#### THE DATA
....

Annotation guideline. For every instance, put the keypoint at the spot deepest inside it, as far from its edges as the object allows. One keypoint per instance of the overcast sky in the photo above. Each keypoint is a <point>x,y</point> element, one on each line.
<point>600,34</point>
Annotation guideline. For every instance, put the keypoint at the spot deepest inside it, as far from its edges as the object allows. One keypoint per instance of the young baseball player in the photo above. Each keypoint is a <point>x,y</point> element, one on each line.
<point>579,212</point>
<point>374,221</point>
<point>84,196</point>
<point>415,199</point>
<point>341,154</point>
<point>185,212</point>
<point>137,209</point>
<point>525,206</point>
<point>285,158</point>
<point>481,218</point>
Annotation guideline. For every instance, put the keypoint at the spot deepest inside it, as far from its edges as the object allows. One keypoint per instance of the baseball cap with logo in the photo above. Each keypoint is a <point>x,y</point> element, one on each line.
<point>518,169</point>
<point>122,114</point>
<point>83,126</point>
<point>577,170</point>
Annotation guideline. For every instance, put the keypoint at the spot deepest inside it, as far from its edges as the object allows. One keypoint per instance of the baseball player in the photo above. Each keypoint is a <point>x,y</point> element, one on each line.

....

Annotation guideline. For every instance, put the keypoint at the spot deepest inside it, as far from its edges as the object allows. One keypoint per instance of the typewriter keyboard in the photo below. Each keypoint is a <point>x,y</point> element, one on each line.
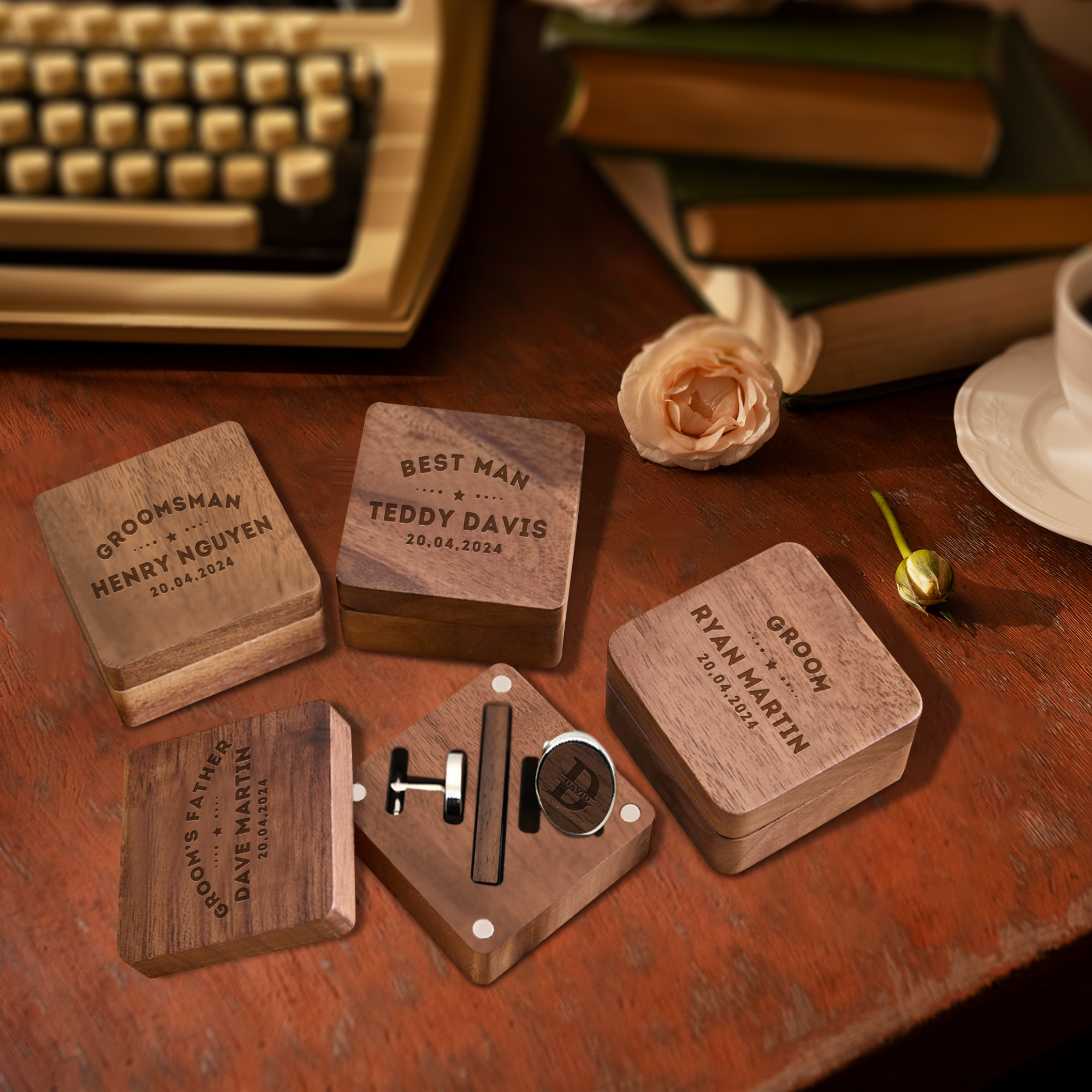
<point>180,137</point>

....

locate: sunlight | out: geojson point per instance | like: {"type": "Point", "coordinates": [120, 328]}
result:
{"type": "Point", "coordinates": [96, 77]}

....

#### WHAT IS BEING ASKED
Give back, word for word, only the lines above from the line holding "of the overcast" to the line holding "the baseball player", both included.

#### EXERCISE RESULT
Annotation guideline. For every instance, put the keypoint at the spot deepest inside it, as far from its edges as the object allows. One keypoint per instance of the overcast sky in the photo above. Each keypoint is a <point>x,y</point> element, one on each line.
<point>600,34</point>
Annotation guideline. For every instance, put the keypoint at the spot deepest inside it, as far from its edges as the object allows. One keypoint per instance of the young baseball player in the photo above. Each keypoint is a <point>x,y</point> element, one on each line.
<point>579,212</point>
<point>374,221</point>
<point>84,196</point>
<point>415,199</point>
<point>341,154</point>
<point>185,212</point>
<point>137,209</point>
<point>525,206</point>
<point>285,158</point>
<point>481,218</point>
Annotation guideline. For every instance, put the keypoint at the spot deepest inside it, as far from its edges as the object allows. One keypoint per instance of the baseball cap with logo in the photo above. Each keypoint is a <point>x,y</point> element, one on each line.
<point>518,169</point>
<point>122,114</point>
<point>83,126</point>
<point>577,170</point>
Annotation guideline. For every instance, put the keypoint at the spot deepest inside it, as far from its edges as the object allows. One keypoint per instance of the baseball player in the photo above. Each keypoint is a <point>x,y</point> element, one on each line.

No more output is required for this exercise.